# [WORK TO BE COMPLETED]
Report how many lines of the listing contain the string "front". Case counts; give only the number.

===== STORED ROWS =====

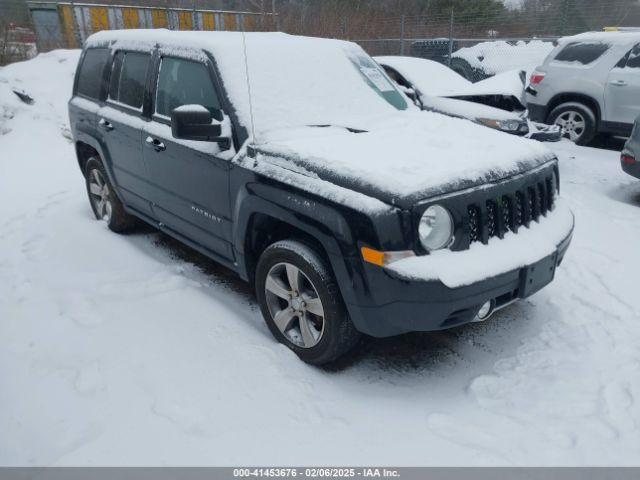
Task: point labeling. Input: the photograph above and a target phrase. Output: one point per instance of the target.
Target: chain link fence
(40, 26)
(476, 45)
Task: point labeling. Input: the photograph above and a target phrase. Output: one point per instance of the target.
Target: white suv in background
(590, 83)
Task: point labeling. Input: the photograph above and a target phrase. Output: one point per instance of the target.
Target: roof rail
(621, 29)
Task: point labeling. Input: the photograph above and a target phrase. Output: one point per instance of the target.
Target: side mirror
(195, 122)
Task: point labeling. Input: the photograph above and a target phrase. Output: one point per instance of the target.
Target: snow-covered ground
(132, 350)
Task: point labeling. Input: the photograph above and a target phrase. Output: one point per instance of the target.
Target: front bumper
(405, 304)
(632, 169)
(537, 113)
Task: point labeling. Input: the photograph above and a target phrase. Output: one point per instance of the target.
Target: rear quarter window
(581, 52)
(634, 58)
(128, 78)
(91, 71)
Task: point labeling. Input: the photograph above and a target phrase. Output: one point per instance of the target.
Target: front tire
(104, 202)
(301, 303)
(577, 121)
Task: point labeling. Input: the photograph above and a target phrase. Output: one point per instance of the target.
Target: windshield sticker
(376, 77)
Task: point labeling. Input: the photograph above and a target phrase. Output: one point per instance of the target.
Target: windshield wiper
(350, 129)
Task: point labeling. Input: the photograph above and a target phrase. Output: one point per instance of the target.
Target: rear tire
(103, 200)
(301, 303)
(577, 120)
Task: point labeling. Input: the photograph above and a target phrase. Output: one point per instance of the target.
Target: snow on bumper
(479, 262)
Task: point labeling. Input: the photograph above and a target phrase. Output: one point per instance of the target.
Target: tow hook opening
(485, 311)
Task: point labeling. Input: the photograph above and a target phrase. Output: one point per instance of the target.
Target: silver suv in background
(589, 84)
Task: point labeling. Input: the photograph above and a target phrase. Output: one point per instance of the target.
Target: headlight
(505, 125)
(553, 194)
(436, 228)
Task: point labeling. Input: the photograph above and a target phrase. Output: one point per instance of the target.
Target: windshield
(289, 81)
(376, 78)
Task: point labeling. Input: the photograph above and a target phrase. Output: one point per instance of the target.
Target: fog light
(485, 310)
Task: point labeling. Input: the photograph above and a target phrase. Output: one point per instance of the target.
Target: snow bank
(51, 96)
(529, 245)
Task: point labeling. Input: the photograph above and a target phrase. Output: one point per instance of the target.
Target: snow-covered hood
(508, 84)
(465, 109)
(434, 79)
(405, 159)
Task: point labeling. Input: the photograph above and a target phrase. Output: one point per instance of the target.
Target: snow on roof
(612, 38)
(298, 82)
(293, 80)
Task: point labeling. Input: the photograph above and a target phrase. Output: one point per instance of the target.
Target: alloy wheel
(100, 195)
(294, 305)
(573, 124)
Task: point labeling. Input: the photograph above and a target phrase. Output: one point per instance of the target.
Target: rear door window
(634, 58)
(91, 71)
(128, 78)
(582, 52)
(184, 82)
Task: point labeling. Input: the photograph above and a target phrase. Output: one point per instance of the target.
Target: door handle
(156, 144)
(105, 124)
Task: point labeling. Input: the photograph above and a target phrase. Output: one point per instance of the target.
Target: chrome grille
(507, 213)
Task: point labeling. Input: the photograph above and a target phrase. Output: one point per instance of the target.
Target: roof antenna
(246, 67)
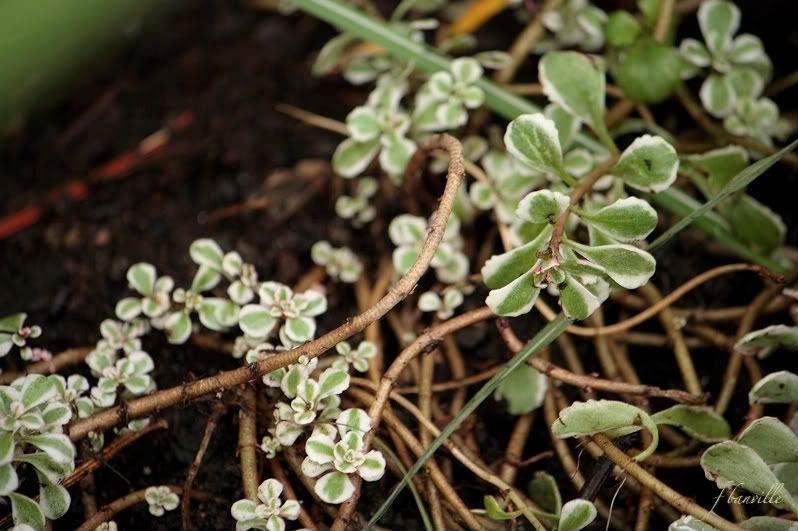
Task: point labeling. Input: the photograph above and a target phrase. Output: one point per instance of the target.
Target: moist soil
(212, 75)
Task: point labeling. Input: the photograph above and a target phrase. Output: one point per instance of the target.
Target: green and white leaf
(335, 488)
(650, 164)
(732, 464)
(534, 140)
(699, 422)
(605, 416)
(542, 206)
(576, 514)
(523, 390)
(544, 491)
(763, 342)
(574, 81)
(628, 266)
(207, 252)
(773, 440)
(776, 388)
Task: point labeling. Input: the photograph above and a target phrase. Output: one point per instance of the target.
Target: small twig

=====
===== STORED ROWS =====

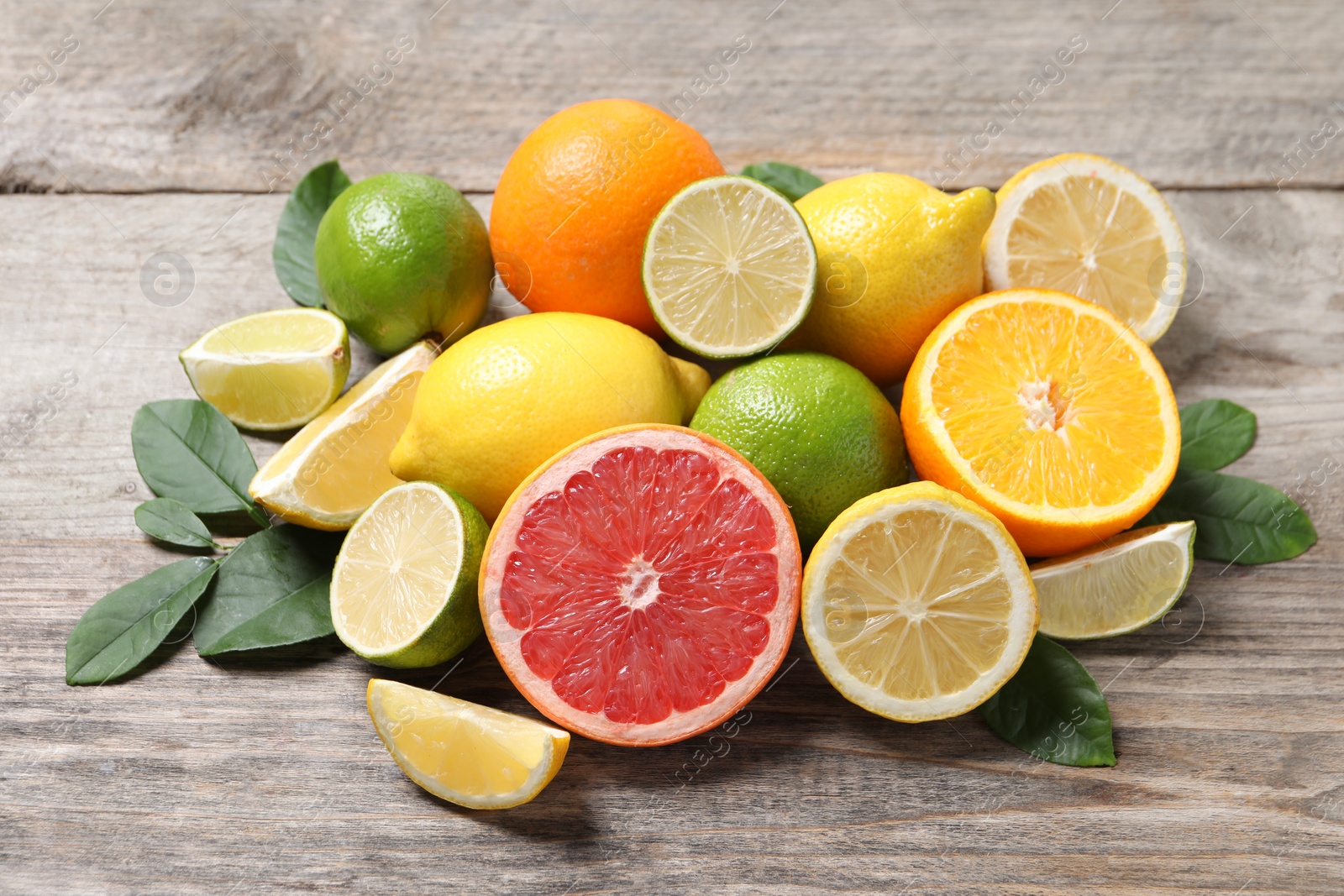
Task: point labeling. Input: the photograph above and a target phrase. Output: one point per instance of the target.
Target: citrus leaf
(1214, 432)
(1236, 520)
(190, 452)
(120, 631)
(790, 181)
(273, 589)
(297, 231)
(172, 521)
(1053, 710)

=====

# [RESULT OF THIS TASK]
2